-- START OF SOURCE MATERIAL --

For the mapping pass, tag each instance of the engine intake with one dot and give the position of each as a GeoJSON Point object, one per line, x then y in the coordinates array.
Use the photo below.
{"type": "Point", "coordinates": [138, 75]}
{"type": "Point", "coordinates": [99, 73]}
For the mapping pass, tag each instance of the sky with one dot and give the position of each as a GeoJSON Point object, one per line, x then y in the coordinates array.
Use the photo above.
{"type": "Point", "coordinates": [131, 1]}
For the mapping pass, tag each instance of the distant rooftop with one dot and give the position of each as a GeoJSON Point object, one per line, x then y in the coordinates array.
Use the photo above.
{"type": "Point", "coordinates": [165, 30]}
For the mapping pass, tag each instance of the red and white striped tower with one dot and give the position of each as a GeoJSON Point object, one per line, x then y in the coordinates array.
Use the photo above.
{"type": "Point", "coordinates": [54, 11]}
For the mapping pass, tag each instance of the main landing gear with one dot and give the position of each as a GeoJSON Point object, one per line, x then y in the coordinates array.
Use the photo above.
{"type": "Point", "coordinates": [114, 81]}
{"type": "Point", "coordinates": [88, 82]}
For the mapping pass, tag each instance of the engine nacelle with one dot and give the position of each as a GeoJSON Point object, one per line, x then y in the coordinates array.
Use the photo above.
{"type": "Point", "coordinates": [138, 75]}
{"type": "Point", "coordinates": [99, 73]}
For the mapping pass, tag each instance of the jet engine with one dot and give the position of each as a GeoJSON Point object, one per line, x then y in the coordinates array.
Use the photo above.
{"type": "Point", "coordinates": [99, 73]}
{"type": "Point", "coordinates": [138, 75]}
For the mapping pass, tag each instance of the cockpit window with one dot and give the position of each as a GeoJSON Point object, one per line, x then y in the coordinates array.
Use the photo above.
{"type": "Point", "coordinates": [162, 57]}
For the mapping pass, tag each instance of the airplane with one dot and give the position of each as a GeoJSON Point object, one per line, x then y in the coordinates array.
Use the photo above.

-- END OF SOURCE MATERIAL --

Rescale the part of the data that opens with the line containing "For the mapping pass, tag each instance of the cockpit" and runs through the end of the data, writing out every line of it, not only the answers. Multiply each coordinate in the answers by 1.1 and round it to a whole number, rounding halves up.

For the mapping pass, tag each instance of the cockpit window with one dot and give the position of each as a GeoJSON Point object, one per line, x then y in the coordinates array.
Use the photo above.
{"type": "Point", "coordinates": [178, 63]}
For the mapping pass, tag each instance of the airplane with one dot and give the position of each as a GeoJSON Point object, one per line, x then y in the coordinates array.
Use the photo above.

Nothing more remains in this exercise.